Boundary annotation records:
╭──

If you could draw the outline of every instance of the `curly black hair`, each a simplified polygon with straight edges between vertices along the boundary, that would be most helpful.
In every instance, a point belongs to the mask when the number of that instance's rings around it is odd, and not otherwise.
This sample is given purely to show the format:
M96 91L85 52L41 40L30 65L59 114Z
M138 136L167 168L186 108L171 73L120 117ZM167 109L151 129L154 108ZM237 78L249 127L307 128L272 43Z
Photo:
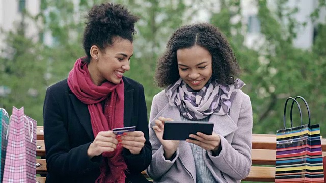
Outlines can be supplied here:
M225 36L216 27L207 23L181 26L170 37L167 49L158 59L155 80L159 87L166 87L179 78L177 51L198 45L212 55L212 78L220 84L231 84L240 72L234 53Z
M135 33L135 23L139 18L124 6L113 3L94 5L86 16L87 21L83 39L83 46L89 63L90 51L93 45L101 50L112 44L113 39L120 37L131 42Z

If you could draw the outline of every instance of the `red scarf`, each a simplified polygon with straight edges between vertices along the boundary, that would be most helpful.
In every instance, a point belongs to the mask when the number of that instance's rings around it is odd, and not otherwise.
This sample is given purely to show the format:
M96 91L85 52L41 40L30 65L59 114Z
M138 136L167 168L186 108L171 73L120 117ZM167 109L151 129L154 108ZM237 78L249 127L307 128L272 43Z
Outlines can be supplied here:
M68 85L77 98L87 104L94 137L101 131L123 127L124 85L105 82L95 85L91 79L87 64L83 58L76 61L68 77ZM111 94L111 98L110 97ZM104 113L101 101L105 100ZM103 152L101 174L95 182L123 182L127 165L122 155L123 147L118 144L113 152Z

╰──
╭──

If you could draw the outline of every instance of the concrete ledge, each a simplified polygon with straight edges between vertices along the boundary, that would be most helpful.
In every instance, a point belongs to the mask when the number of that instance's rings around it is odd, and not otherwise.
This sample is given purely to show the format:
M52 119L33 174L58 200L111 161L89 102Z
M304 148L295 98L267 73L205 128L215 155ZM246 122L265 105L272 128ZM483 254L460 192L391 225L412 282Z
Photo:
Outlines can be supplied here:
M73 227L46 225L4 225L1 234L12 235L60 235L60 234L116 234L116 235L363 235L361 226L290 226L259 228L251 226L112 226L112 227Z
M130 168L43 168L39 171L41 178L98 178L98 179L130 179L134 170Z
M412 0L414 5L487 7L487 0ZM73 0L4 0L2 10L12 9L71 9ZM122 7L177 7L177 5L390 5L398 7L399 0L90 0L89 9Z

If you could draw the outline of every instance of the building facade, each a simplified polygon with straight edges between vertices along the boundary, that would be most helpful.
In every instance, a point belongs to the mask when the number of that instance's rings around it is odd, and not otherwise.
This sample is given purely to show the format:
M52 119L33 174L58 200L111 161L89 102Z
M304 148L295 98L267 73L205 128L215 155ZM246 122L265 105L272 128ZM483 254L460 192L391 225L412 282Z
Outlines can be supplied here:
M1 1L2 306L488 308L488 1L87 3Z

╰──

• EXERCISE REQUIREMENTS: Give the lines from the one containing "of the concrete" through the one containing "M412 0L414 5L487", inclusive, as a JSON list of strings with one string per line, leaving out blank lines.

• ANSWER:
[
  "If you could draw the outline of every instance of the concrete ledge, each a simplified polygon with straight edges between vertices along the boundary, that would be most helpful.",
  "In every instance, a point belongs to the mask when the number of that instance's rings around it is odd, and not otherwise.",
  "This sample is given purely to show the format:",
  "M52 119L33 174L58 200L111 161L89 102Z",
  "M304 148L295 98L267 73L205 128L215 155ZM246 122L265 105L272 128ZM483 254L460 192L391 225L412 282Z",
  "Photo:",
  "Outlines can be supplied here:",
  "M73 227L46 225L4 225L1 234L12 235L60 235L60 234L116 234L116 235L363 235L361 226L290 226L259 228L251 226L112 226L112 227Z",
  "M130 168L43 168L39 171L41 178L98 178L98 179L130 179L134 170Z",
  "M412 0L414 5L487 7L487 0ZM73 0L4 0L2 10L12 9L71 9ZM122 7L177 7L177 5L390 5L398 7L399 0L90 0L89 9Z"
]